§ Task instructions:
Copy out each line of the material below with no changes.

— start Records to process —

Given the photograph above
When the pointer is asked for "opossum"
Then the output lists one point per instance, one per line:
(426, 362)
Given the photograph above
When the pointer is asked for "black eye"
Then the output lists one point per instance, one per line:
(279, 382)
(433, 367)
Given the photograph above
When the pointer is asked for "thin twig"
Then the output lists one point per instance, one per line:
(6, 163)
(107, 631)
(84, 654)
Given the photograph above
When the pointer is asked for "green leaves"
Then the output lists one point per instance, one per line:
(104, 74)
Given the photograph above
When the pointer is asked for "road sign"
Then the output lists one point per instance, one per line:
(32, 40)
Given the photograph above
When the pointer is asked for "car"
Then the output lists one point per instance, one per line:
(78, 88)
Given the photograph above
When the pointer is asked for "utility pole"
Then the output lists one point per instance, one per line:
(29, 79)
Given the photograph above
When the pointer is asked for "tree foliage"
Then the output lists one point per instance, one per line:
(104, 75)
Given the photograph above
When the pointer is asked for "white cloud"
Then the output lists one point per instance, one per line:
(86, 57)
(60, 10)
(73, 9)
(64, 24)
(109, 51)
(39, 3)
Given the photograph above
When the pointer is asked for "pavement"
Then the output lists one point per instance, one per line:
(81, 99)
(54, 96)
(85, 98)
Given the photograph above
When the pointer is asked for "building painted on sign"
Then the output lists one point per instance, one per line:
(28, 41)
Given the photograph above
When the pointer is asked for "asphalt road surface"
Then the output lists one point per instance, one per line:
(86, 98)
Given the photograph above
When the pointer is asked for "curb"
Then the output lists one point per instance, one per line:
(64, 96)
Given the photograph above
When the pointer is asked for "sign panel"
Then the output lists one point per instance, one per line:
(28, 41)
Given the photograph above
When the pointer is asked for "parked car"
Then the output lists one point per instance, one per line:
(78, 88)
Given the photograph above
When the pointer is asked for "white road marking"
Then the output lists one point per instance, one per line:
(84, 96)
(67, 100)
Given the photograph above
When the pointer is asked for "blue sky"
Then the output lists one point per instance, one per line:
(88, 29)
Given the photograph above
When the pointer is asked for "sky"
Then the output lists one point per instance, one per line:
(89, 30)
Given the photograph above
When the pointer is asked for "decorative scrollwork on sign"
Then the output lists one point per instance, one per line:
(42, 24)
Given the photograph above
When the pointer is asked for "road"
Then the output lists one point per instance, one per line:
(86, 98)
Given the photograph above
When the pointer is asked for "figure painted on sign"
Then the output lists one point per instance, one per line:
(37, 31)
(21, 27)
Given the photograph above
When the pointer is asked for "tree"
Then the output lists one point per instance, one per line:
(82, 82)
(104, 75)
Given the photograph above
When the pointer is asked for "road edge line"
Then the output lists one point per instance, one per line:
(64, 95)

— end Records to process —

§ The output:
Given the photograph above
When the pointer is asked for "opossum"
Then the output lists one point per instance, one per line:
(426, 362)
Given the photograph above
When the pointer is asked for "black eye"
Then the output lists one point per instance, one per line:
(279, 382)
(433, 367)
Given the photograph above
When the pointer is asked for "thin twig"
Then the output lists one point per instance, one per line:
(6, 163)
(107, 631)
(84, 654)
Given the photograph above
When the pointer is asked for "green leaves"
Then the output lists one point per instance, one per line:
(104, 74)
Given the photograph above
When the pointer is asked for "road sign"
Then the output lists one point per instance, one per line:
(32, 40)
Given the photograph above
When the pointer is asked for "car"
Then the output lists one point per instance, one per line:
(78, 88)
Given the photograph above
When the pointer is asked for "utility pole"
Then the output lists one point per instance, one per line:
(29, 79)
Given the photograph above
When the pointer is asked for "tree foliage"
Then the output lists one point per instance, one per line:
(104, 75)
Given the photograph above
When the pointer is asked for "white cloud"
Then the output lists one point per instance, one per line:
(86, 57)
(60, 10)
(73, 9)
(64, 24)
(109, 51)
(39, 3)
Given the photograph above
When the pointer is asked for "pavement"
Then the output lists one point per instance, one per line:
(81, 99)
(54, 96)
(85, 98)
Given the photograph above
When the pointer is asked for "building painted on sign"
Then the output lists one point per instance, one per line:
(28, 41)
Given the photograph above
When the pointer is asked for "asphalt road surface"
Then the output lists one point per instance, one per line:
(86, 98)
Given the photograph above
When the pointer is asked for "curb"
Then the output lists one point per instance, one per line:
(64, 96)
Given the photograph above
When the pointer is asked for "sign panel"
Then the output lists one point per instance, one per line:
(28, 41)
Given the photograph above
When the pointer is asked for "parked car"
Then the output lists one point per instance, one per line:
(78, 88)
Given the photograph above
When the pointer is asked for "white road marking"
Then the output lists one point per instance, one per line:
(84, 96)
(67, 100)
Given the photograph above
When the pointer is asked for "blue sky"
Then the output lists one point per instance, one per line:
(88, 29)
Given the photograph above
When the pointer is asked for "sky"
Then the output lists one point per instance, one per line:
(89, 30)
Given the photograph above
When the pointer is asked for "decorative scrollwork on sign"
Then the output lists one point per instance, one per line:
(42, 24)
Given the photograph above
When the pointer is asked for "road"
Then the output lists one point per instance, one per line:
(86, 98)
Given the photograph above
When the pointer is asked for "figure painted on sign"
Then the output lists one point per instance, one per line:
(37, 31)
(21, 27)
Given the photograph above
When the pointer is asked for "tree"
Then the output lists one point per instance, one per line:
(82, 82)
(104, 75)
Given the photograph above
When the pointer is asked for "road edge line"
Then the output lists one point per instance, one per line:
(64, 95)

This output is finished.